= Beginning of Section =

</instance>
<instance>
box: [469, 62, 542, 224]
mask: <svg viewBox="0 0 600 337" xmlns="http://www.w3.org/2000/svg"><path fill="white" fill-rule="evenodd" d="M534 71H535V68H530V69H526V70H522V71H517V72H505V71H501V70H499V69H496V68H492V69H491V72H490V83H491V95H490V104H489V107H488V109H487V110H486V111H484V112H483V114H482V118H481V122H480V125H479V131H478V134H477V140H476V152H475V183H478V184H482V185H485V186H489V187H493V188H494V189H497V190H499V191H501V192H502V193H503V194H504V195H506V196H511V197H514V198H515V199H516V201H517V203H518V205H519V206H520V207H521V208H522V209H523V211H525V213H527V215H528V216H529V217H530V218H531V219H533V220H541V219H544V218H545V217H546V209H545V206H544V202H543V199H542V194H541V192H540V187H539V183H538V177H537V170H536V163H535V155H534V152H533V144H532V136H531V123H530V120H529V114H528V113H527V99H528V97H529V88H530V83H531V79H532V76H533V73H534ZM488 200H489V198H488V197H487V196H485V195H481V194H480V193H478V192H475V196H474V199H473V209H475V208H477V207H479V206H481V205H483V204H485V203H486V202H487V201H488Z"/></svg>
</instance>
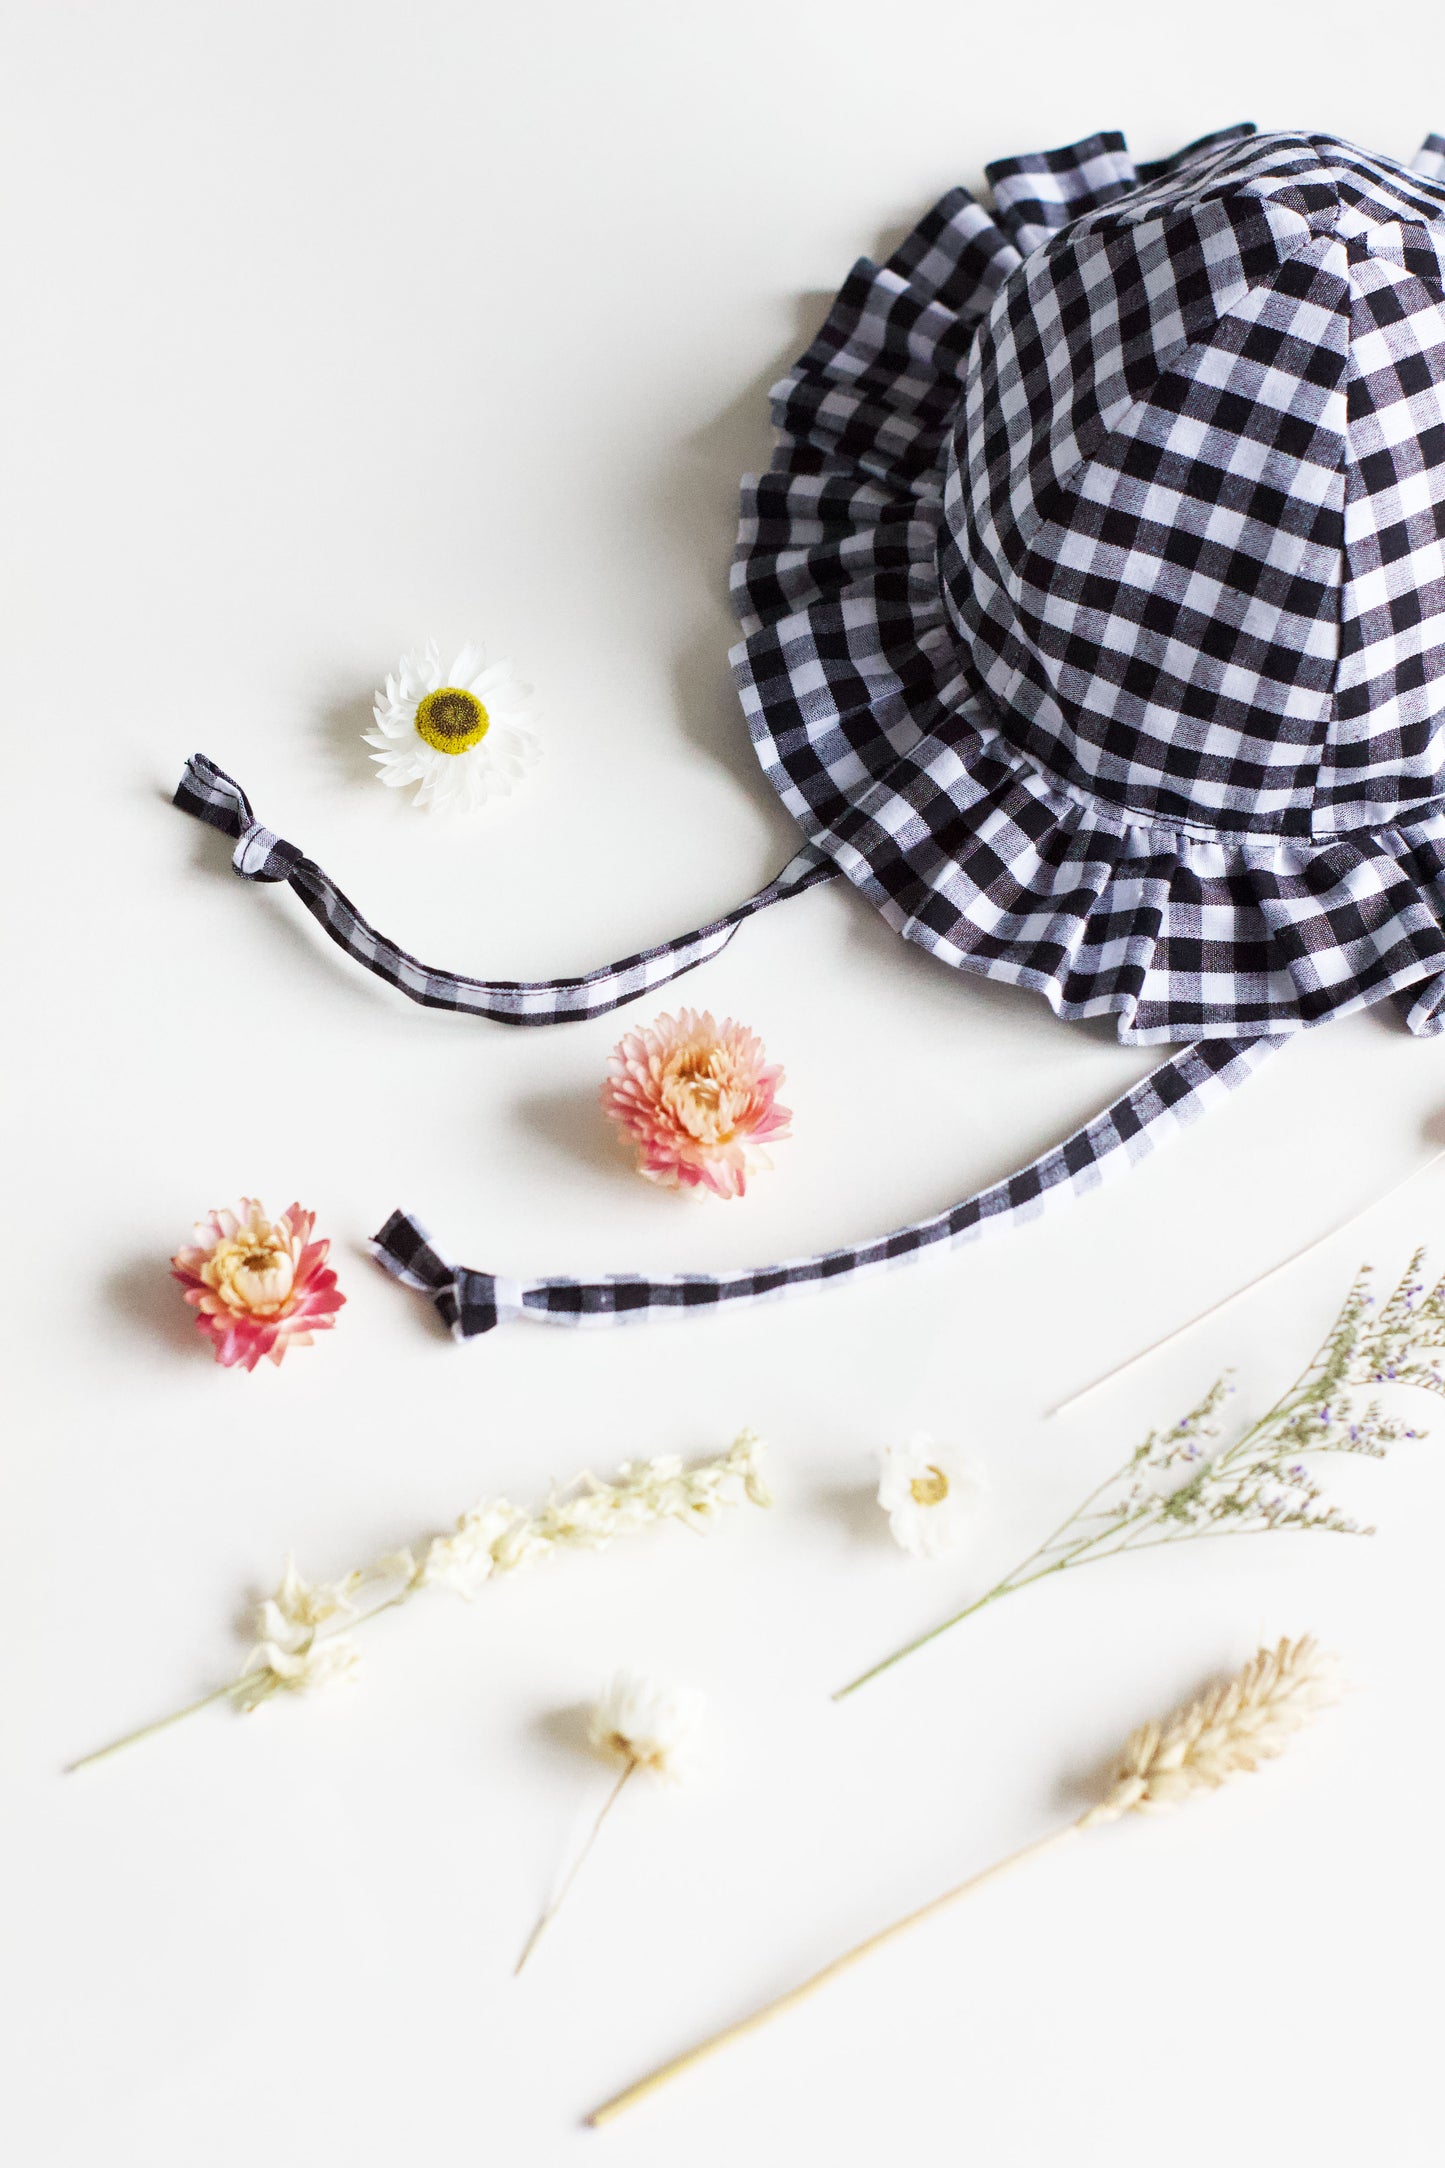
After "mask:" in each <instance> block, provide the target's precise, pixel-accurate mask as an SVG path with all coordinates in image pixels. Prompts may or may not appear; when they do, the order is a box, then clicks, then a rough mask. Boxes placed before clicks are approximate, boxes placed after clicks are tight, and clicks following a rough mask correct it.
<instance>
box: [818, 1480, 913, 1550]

= End of Section =

* **Goal of the exercise**
Can you return every line of the material above word for word, with the pictures left out?

* **Response below**
</instance>
<instance>
box: [469, 62, 542, 224]
mask: <svg viewBox="0 0 600 337" xmlns="http://www.w3.org/2000/svg"><path fill="white" fill-rule="evenodd" d="M534 71H535V68H530V69H526V70H522V71H517V72H505V71H501V70H499V69H496V68H492V69H491V72H490V83H491V95H490V104H489V107H488V109H487V110H486V111H484V112H483V114H482V118H481V122H480V125H479V131H478V134H477V140H476V152H475V183H478V184H482V185H485V186H489V187H493V188H494V189H497V190H499V191H501V192H502V193H503V194H504V195H506V196H511V197H514V198H515V199H516V201H517V203H518V205H519V206H520V207H521V208H522V209H523V211H525V213H527V215H528V216H529V217H530V218H531V219H533V220H541V219H544V218H545V217H546V209H545V206H544V202H543V199H542V194H541V192H540V187H539V183H538V177H537V170H536V163H535V155H534V152H533V144H532V136H531V123H530V120H529V114H528V113H527V99H528V97H529V88H530V83H531V79H532V76H533V73H534ZM488 200H489V198H488V197H487V196H485V195H481V194H480V193H478V192H475V196H474V199H473V209H475V208H477V207H479V206H481V205H483V204H485V203H486V202H487V201H488Z"/></svg>
</instance>
After "mask:" in each <instance> block, provide the target's precise, pixel-accurate mask as an SVG path with all coordinates in image pixels. Prompts may or may not appear; when they do, the order is a box, then clicks, then a rough mask. Boxes placed before clicks are approximate, boxes placed after clicks are tight, and clicks following a rough mask correct it.
<instance>
box: [818, 1480, 913, 1550]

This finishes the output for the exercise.